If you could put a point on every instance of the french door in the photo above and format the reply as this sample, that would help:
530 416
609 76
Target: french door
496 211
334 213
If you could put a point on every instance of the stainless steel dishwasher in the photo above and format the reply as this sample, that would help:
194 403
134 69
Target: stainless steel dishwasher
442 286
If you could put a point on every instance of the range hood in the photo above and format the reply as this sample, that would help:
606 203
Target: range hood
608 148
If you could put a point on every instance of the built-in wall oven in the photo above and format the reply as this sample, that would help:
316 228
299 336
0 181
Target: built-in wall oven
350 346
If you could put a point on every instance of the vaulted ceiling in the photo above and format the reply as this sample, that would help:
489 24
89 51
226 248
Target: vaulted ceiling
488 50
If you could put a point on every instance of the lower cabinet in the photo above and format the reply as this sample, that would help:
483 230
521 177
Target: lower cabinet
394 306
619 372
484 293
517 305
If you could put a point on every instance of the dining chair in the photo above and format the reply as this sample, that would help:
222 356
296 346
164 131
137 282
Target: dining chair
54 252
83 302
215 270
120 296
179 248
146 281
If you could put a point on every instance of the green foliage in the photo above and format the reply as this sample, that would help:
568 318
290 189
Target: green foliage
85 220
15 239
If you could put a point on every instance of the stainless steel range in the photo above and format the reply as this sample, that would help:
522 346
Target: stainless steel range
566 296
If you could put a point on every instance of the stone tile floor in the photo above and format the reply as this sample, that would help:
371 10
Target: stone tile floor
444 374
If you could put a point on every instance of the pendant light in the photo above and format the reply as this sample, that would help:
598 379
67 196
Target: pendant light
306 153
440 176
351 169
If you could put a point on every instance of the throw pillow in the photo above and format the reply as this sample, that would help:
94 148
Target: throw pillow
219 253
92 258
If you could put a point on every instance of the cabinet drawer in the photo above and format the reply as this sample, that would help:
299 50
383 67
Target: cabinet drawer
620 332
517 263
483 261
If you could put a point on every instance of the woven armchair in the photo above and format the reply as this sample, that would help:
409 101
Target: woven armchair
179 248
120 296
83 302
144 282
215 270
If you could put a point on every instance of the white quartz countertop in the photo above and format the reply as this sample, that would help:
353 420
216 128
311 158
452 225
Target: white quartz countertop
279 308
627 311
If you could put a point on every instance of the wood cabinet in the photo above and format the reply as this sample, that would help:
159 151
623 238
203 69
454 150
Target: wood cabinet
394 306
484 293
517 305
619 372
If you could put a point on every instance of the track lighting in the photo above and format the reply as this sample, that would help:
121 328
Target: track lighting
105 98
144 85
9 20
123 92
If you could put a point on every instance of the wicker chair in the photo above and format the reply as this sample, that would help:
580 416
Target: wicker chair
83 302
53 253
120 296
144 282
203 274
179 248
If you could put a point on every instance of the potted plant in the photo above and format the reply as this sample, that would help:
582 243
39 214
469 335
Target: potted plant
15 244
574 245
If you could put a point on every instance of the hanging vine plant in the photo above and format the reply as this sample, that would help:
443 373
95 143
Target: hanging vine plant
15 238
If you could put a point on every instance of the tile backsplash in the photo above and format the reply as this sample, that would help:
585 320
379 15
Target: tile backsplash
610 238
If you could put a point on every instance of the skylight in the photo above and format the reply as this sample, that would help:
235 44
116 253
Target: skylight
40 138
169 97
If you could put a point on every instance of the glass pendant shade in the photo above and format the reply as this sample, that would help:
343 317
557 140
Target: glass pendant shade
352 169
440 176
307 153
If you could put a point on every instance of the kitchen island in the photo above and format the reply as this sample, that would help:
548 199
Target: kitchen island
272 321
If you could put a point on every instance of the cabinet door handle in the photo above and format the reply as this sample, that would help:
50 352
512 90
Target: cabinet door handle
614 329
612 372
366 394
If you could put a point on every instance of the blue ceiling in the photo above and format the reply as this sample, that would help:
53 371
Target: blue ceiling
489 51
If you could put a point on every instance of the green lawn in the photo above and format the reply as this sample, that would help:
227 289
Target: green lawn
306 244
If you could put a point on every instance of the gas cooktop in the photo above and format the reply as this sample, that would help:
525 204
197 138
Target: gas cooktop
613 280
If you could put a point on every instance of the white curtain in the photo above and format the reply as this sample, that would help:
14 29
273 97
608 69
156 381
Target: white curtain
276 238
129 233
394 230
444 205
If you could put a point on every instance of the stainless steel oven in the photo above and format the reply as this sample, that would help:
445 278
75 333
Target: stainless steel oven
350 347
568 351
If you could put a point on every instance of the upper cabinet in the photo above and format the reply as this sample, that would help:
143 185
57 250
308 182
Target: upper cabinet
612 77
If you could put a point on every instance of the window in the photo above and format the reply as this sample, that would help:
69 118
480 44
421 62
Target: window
******
> What you have to do:
All of the entries above must be quoted exactly.

> Answer box:
If you could put a point on every instance of the french door in the photo above and format the reply as this sample, that would help:
530 416
609 76
Target: french door
496 211
334 213
If you could put a point on every instance of the stainless steel dishwasher in the photo above and format the reply as this sample, that would help:
194 403
134 69
Target: stainless steel dishwasher
442 286
If you could put a point on every instance of the range hood in the photo above and format the reply as this sample, that would help:
606 203
Target: range hood
608 148
If you could put a point on every instance of the built-in wall oven in the photo above and format the reply as this sample, that would help:
316 228
299 336
0 181
Target: built-in wall oven
350 346
If you could put a point on every instance of the vaulted ceiling in the photo above and format the reply as this sample, that would help:
489 24
89 51
226 248
Target: vaulted ceiling
488 50
If you could put a point on every instance of the lower cabinet in the photo above and format the reply as this sample, that would help:
483 230
521 177
Target: lower cabinet
394 306
619 372
484 293
517 305
If you could put a point on every instance of the dining chair in the photo above and format the reply as this sample, that would help:
222 356
296 346
164 131
137 282
Target: dining chair
54 252
83 302
215 270
120 296
179 248
146 281
If you could put a point on every instance of the green foliage in the photo above and format the reply as this sample, that would help:
568 318
290 189
Target: green foliage
85 220
15 239
If you could put a point on every instance of the stainless steel range in the photo above and format the reply as this sample, that would help:
522 346
Target: stainless steel range
566 296
If you could put a point on every instance of the stone tile floor in the photo above and format the reply as this sample, that would help:
371 10
Target: stone tile floor
444 374
If you could put a point on every instance of the pendant light in the photo above and format the reply as this sample, that would help:
598 379
67 196
Target: pendant light
306 153
440 176
351 169
If you could put a point on every instance of the throw pillow in the photo above and format the reply as this sample, that would help:
94 148
Target: throw pillow
219 253
92 258
If you could put a point on every instance of the cabinet drawer in the photo above and format the reply as this sample, that would help:
299 50
383 67
Target: cabinet drawer
620 332
517 263
483 261
If you could put a point on every instance of the woven armchair in the photo above and format the reply as this sample, that would help:
409 101
Target: woven armchair
179 248
120 296
83 302
144 282
215 270
If you could put a point on every instance of the white quartz countertop in the photo above and format the reply as this sample, that would help:
353 420
216 128
311 158
452 225
Target: white quartz countertop
279 308
627 311
If you could put a point on every instance of the wood cabinet in the photo above and format the reply as this sample, that would help:
159 151
623 238
203 69
454 150
Target: wood cabinet
394 306
484 293
517 305
619 372
If you could put a point on every instance of the track lighting in the photo above and format the reply as this sample, that would help:
121 328
Target: track lighting
105 98
144 85
9 20
123 92
If you could put a point on every instance of the wicker chair in the photo above and format the reply as this sample, that would help:
580 416
Target: wicker chair
83 302
53 253
120 296
144 282
203 274
179 248
If you could put a point on every instance of the potted plant in the photo above and format the reply as this sample, that would help:
582 243
39 214
469 335
Target: potted plant
15 244
574 245
If you could put a point on every instance of the hanging vine plant in the photo above and format the reply as this sample, that would help:
443 373
95 143
Target: hanging vine plant
15 238
If you could put a point on every instance of the tile backsplash in the photo above and format the reply as this sample, that would help:
585 320
379 15
Target: tile backsplash
610 238
If you could put a point on every instance of the skylight in the photo above and format the reply as this sample, that would help:
235 44
116 253
Target: skylight
40 138
169 97
If you could put a point on every instance of the glass pendant shade in the photo above and format the reply as this sample, that would help:
343 317
557 140
Target: glass pendant shade
352 169
440 176
307 153
If you could put a point on every instance of the kitchen island in the photo above and format the reply as this sample, that would help:
548 199
Target: kitchen island
272 321
If you could put a point on every instance of the cabinet door handle in the photo above and format the reply as this sample, that would help:
50 352
512 90
Target: cabinet door handle
614 329
612 372
366 394
If you could put a point on every instance of the blue ceiling in the photo above and format the reply as this sample, that would help:
53 371
Target: blue ceiling
489 51
If you could put a point on every instance of the green lawn in the photo above and format the reply as this sample, that would help:
227 289
Target: green lawn
306 244
If you could put a point on every instance of the gas cooktop in the photo above and format the reply as this sample, that would help:
525 204
197 138
Target: gas cooktop
613 280
If you could put a point on every instance of the white curtain in the photo above and format the reply as this sample, that would help:
14 29
273 97
608 69
156 381
Target: white curtain
276 238
129 233
394 230
444 205
If you could put a point on every instance of the stainless steel oven in the photo above and format the reply as this sample, that would help:
445 278
75 333
Target: stainless steel oven
350 347
568 351
If you could put a point on every instance of the upper cabinet in the photo above and format the reply as this sample, that would help:
143 185
57 250
308 182
Target: upper cabinet
612 77
If you could put a point on every instance of the window in the photo above and format the reply as this sample, that would help:
69 118
480 44
421 62
Target: window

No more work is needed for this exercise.